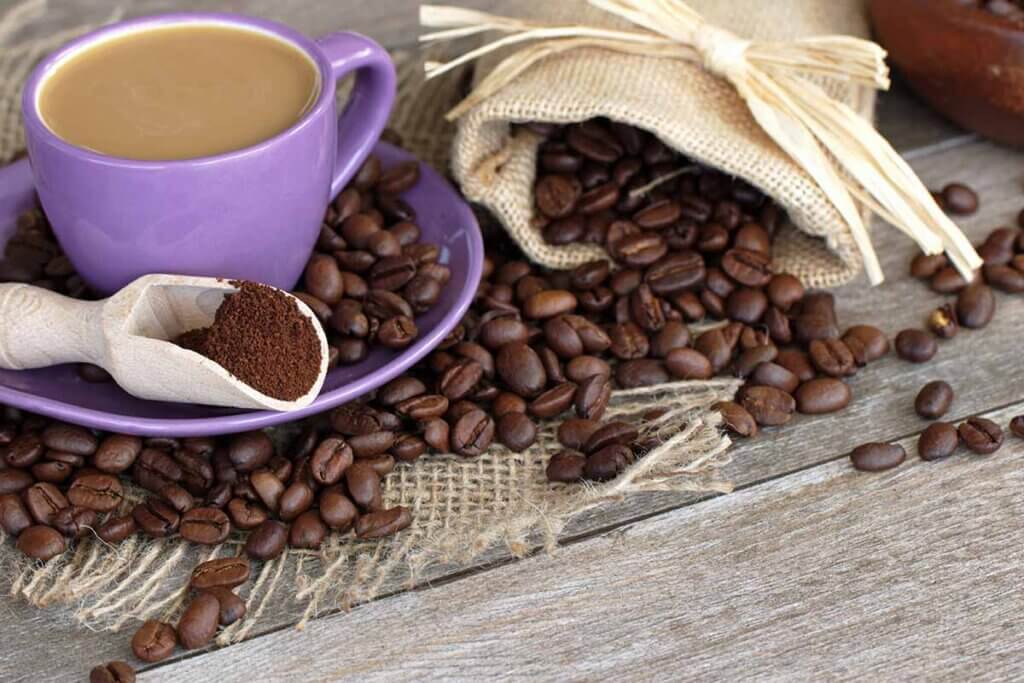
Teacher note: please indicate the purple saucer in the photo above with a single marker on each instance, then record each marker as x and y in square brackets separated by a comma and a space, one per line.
[57, 392]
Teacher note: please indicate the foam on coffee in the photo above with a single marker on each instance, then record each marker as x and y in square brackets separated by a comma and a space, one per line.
[178, 92]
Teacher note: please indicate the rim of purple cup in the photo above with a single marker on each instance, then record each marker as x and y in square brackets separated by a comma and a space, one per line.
[274, 30]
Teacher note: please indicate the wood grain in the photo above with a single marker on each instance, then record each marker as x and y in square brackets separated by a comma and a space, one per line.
[884, 392]
[823, 574]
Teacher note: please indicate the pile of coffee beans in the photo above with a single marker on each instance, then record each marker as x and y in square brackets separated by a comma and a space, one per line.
[213, 604]
[371, 275]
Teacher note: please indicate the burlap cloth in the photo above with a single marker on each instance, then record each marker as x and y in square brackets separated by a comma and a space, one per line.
[462, 508]
[692, 111]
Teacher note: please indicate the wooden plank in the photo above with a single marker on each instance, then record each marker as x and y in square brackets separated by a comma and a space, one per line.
[825, 574]
[392, 23]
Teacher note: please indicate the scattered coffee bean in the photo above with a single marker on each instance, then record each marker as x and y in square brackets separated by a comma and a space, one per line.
[937, 441]
[878, 457]
[981, 435]
[915, 346]
[934, 399]
[154, 641]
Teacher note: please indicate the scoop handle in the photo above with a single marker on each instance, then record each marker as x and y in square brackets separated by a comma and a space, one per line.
[39, 328]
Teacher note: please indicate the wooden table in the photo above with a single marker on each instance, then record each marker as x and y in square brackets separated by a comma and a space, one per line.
[810, 570]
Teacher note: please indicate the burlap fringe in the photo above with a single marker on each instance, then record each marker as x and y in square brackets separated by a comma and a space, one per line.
[463, 511]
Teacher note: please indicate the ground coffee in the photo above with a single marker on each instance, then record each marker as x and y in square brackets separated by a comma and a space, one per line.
[260, 336]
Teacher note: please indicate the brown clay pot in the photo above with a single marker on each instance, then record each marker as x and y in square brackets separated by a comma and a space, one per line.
[964, 60]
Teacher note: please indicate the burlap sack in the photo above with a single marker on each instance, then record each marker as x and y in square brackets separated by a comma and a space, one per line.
[462, 508]
[692, 111]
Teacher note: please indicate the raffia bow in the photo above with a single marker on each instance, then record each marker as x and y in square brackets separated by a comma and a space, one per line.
[843, 154]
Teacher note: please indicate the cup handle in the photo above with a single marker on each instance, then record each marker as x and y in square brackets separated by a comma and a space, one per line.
[366, 115]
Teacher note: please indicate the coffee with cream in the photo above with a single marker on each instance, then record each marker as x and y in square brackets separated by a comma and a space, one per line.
[178, 92]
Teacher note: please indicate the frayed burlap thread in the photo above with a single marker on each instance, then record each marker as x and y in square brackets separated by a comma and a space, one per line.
[689, 109]
[464, 511]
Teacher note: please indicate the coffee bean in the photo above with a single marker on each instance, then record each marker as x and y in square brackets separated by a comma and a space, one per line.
[752, 357]
[472, 433]
[69, 438]
[934, 399]
[915, 346]
[266, 541]
[516, 431]
[832, 357]
[371, 445]
[942, 322]
[958, 199]
[207, 526]
[14, 518]
[246, 514]
[784, 290]
[330, 460]
[981, 435]
[822, 395]
[975, 306]
[687, 364]
[323, 279]
[612, 433]
[607, 463]
[554, 401]
[154, 641]
[250, 451]
[566, 467]
[747, 305]
[43, 501]
[25, 451]
[748, 267]
[520, 368]
[736, 418]
[878, 457]
[592, 396]
[337, 510]
[224, 572]
[101, 493]
[156, 518]
[869, 342]
[556, 196]
[715, 347]
[232, 608]
[675, 272]
[456, 382]
[199, 622]
[770, 407]
[382, 523]
[113, 672]
[117, 529]
[937, 441]
[307, 531]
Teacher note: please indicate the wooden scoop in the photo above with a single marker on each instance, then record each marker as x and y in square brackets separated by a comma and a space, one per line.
[128, 336]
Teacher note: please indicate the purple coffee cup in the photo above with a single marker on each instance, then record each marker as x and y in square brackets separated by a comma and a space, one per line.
[250, 214]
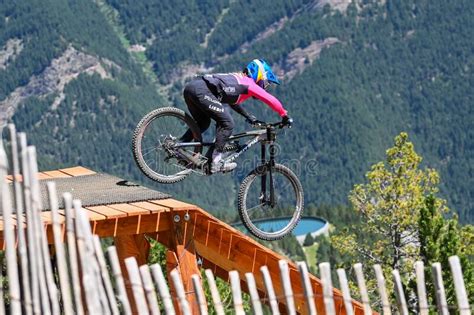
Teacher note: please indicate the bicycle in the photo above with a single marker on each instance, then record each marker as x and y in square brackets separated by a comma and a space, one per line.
[270, 208]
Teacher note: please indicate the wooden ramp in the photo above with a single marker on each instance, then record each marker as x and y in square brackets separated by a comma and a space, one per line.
[191, 235]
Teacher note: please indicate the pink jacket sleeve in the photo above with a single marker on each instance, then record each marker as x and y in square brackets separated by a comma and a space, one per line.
[259, 93]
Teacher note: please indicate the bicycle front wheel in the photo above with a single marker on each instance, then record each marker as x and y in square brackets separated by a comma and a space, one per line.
[153, 142]
[266, 218]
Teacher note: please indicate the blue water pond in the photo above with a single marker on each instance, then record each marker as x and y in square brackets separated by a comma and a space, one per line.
[305, 226]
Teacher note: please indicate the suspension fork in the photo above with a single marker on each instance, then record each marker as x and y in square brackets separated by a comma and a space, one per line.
[271, 164]
[263, 161]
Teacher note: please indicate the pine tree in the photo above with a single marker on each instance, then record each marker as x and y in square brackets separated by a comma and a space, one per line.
[402, 221]
[441, 238]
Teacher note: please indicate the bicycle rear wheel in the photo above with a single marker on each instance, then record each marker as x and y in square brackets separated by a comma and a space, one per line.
[266, 221]
[153, 142]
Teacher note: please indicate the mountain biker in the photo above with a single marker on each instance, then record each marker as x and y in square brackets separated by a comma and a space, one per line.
[210, 97]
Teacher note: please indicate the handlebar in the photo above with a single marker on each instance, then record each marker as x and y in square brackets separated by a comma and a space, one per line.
[265, 125]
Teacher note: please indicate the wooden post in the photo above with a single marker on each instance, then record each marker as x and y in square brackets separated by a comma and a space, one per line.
[59, 248]
[20, 210]
[216, 299]
[328, 297]
[135, 246]
[346, 293]
[362, 288]
[38, 239]
[421, 288]
[201, 298]
[236, 292]
[439, 289]
[9, 235]
[181, 255]
[105, 276]
[117, 272]
[72, 253]
[183, 305]
[270, 291]
[402, 303]
[308, 290]
[287, 290]
[160, 282]
[137, 287]
[149, 290]
[254, 298]
[461, 295]
[382, 290]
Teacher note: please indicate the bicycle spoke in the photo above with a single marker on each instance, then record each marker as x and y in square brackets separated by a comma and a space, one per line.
[267, 221]
[253, 208]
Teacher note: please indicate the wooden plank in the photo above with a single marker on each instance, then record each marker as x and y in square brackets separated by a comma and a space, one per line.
[163, 289]
[42, 175]
[461, 294]
[110, 213]
[149, 206]
[93, 216]
[174, 204]
[399, 294]
[56, 174]
[77, 171]
[46, 217]
[439, 289]
[129, 209]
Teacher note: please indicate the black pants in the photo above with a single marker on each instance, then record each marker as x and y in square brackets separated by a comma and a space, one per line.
[204, 106]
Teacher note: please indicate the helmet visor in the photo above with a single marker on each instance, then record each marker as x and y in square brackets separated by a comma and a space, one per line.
[264, 84]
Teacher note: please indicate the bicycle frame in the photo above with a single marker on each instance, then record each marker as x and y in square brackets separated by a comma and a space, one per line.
[265, 136]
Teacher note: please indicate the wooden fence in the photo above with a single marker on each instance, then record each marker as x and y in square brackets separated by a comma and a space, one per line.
[78, 280]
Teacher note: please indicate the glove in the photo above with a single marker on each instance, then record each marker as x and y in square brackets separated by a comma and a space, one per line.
[287, 121]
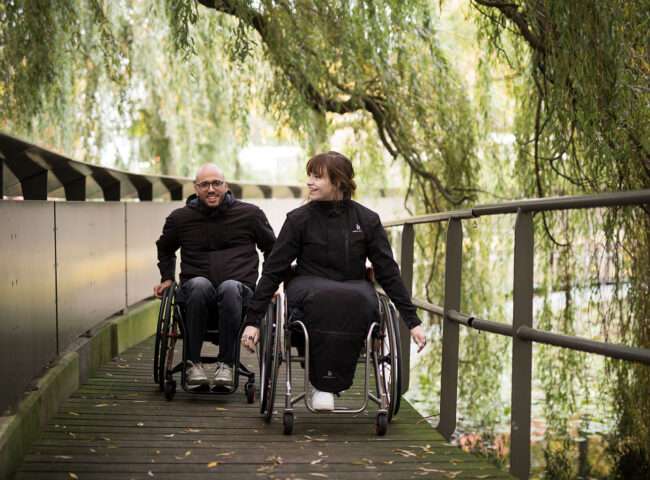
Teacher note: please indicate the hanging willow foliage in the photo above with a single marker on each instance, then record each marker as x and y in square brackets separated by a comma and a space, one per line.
[379, 59]
[584, 126]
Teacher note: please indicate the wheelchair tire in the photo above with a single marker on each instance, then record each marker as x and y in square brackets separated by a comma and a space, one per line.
[162, 329]
[381, 424]
[287, 423]
[269, 361]
[249, 390]
[170, 389]
[389, 358]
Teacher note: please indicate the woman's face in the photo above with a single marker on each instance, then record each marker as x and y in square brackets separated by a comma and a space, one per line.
[321, 188]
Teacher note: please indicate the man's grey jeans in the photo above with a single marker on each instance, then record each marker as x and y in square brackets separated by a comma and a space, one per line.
[209, 307]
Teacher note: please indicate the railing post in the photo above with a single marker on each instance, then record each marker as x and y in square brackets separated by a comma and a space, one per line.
[406, 268]
[449, 375]
[522, 350]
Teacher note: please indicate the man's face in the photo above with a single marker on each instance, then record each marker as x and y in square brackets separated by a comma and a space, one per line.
[210, 187]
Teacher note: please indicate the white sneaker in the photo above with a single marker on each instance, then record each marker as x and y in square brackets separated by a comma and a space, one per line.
[223, 374]
[195, 375]
[322, 401]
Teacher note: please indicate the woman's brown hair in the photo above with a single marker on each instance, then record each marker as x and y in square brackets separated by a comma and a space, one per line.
[338, 167]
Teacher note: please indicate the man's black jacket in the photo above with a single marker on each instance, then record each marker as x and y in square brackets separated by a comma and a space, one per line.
[216, 243]
[332, 240]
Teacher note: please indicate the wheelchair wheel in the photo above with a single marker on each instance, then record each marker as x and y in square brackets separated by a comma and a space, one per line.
[269, 359]
[162, 330]
[381, 424]
[287, 423]
[388, 358]
[249, 390]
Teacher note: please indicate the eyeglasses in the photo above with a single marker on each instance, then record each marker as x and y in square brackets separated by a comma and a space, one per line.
[214, 184]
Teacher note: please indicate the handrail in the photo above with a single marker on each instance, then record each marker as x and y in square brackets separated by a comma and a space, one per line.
[521, 330]
[609, 199]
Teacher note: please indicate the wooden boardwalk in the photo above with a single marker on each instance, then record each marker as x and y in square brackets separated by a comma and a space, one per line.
[119, 426]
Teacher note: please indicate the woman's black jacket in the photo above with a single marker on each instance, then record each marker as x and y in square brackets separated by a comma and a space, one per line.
[332, 240]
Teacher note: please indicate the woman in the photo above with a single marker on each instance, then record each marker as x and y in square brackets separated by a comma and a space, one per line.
[331, 237]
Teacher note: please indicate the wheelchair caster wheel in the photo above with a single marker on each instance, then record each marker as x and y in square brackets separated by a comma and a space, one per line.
[381, 424]
[287, 421]
[249, 389]
[170, 389]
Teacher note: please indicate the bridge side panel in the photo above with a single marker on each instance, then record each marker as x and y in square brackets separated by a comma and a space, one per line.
[144, 222]
[92, 267]
[27, 295]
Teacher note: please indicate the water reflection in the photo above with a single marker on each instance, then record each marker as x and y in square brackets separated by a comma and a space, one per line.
[573, 416]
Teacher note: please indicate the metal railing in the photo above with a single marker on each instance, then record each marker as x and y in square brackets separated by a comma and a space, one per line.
[521, 330]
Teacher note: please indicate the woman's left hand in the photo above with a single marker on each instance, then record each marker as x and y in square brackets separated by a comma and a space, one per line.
[418, 336]
[250, 337]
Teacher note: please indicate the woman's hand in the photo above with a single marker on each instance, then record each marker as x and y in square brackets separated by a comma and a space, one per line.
[418, 336]
[250, 337]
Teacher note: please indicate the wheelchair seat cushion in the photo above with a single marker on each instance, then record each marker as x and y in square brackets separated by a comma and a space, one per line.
[337, 316]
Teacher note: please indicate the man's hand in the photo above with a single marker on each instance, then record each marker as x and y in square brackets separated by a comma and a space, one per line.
[250, 337]
[418, 336]
[159, 289]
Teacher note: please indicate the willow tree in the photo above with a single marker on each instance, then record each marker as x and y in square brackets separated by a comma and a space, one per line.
[378, 60]
[109, 73]
[584, 126]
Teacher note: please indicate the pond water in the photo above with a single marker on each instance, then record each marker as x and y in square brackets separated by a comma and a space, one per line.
[572, 414]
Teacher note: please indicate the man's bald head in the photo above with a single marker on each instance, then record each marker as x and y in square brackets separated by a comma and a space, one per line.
[210, 185]
[208, 169]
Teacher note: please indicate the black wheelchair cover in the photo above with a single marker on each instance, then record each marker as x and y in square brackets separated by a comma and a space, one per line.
[337, 316]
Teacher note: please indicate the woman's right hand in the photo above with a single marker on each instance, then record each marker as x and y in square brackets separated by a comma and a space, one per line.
[250, 337]
[419, 337]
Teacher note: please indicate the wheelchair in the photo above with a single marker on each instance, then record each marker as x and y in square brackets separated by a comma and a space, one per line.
[382, 354]
[169, 330]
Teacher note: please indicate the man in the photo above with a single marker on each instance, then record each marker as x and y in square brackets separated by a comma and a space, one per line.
[217, 236]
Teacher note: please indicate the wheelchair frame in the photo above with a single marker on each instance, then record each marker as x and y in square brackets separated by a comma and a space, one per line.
[169, 329]
[382, 346]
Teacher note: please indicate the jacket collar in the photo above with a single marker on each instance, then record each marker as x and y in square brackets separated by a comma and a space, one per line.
[331, 208]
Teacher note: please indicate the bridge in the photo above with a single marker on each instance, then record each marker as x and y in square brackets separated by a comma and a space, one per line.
[76, 352]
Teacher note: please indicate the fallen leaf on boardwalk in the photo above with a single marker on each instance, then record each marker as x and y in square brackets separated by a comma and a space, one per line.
[224, 454]
[426, 471]
[404, 453]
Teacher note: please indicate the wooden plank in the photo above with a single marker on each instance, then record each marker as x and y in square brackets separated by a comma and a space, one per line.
[119, 426]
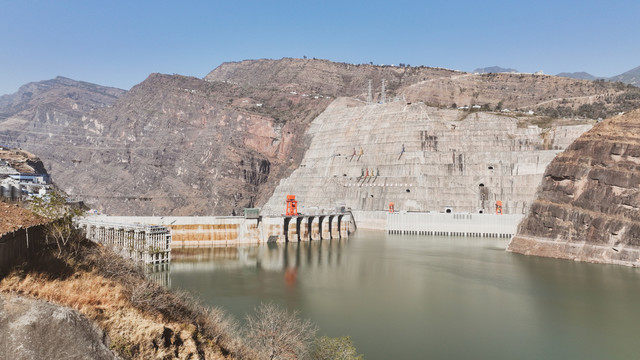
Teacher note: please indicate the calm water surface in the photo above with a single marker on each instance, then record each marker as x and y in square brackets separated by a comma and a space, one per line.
[418, 297]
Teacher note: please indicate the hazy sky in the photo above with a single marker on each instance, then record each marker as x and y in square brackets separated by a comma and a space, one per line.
[119, 43]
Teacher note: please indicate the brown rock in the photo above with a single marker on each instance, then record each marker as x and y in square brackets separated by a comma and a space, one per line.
[588, 206]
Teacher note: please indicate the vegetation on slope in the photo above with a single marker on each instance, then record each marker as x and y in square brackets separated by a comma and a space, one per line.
[144, 320]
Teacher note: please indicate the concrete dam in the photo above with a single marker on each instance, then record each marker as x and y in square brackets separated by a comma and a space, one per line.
[421, 159]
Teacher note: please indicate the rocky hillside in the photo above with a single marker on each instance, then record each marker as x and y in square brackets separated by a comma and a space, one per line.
[173, 145]
[581, 75]
[550, 95]
[630, 77]
[323, 77]
[31, 324]
[180, 145]
[62, 98]
[588, 206]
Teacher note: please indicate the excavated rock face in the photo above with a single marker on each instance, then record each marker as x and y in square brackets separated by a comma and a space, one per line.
[588, 206]
[172, 145]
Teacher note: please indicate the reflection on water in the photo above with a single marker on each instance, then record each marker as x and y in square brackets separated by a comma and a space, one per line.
[269, 257]
[415, 297]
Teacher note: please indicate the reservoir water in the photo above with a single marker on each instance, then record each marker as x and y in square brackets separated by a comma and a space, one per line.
[424, 297]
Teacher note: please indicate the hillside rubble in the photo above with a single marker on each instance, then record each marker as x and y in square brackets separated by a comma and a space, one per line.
[588, 206]
[36, 329]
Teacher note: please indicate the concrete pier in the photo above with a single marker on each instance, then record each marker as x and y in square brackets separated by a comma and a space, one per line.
[150, 244]
[211, 231]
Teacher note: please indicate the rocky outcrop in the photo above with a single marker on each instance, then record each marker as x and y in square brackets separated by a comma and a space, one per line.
[174, 145]
[588, 206]
[36, 329]
[61, 98]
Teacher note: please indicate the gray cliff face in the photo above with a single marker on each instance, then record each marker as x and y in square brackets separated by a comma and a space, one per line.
[36, 329]
[588, 206]
[174, 145]
[179, 145]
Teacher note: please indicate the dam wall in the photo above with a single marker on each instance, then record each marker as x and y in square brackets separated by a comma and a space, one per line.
[479, 225]
[421, 159]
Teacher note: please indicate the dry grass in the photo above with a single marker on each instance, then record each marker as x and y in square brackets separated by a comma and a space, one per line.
[142, 319]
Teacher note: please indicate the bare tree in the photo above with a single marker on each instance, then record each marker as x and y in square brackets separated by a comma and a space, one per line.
[54, 207]
[274, 333]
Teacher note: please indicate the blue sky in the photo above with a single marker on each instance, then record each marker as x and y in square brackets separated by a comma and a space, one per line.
[119, 43]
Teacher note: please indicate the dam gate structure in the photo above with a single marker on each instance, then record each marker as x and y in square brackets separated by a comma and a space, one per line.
[150, 244]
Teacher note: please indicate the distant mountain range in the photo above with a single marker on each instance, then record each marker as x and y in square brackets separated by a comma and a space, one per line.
[580, 75]
[180, 145]
[493, 69]
[630, 77]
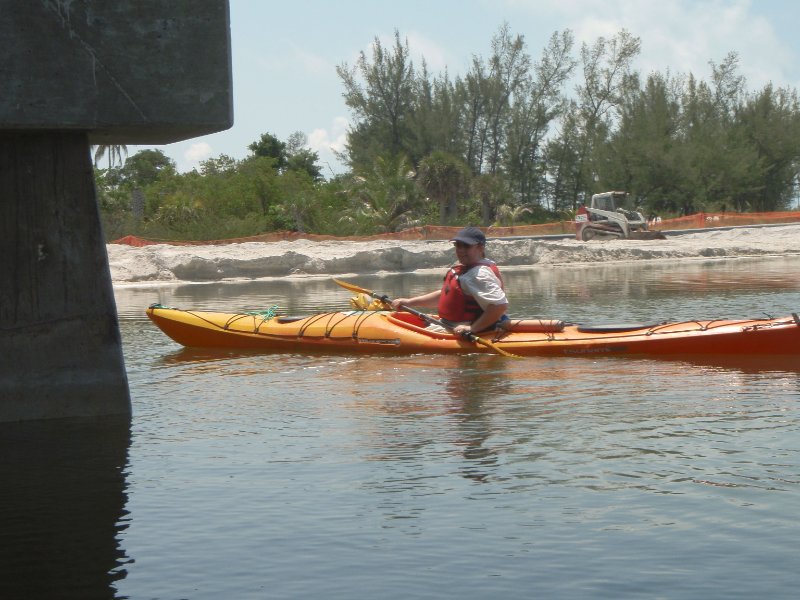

*Task to carry out*.
Collect every line of the items above that contains the word "coffee", and copy each one out in full.

*Result for this task*.
Teacher note: please indicate the foam on coffee in the photo above with a single marker on each instance, then record each marker as x and y in square brackets separated by a comma and a space, one per line.
Teacher note: please indicate the pile of coffee beans in the photo above with a single marker on each instance, then record each marker as x and y in square brackets separated by a comma and a space, one per line.
Teacher note: please indicate the scattered coffee bean in the photo above with a single marker on each instance, then record each marker as x and y in square brackets separated by a comma and a space, one per line.
Teacher note: please indicate the ground coffee in the photo above with a single marker on each instance, then record each marker as x and y in square brackets separated by a comma and a space, one per line.
Teacher note: please indicate the coffee with cream in the photo above with a single marker on each instance, then record each marker as x and y in square brackets separated by a comma and a space, one per line.
Teacher note: please indicate the coffee bean in the photo above with a single marker on each instance, then record each marker as x and y in square brackets separated by a comma and a space, one per line.
Teacher note: please indicate the purple coffee cup in the photo above with a single marker on each instance, then record each marker as x and y in square brackets separated by a comma and a space, one per line.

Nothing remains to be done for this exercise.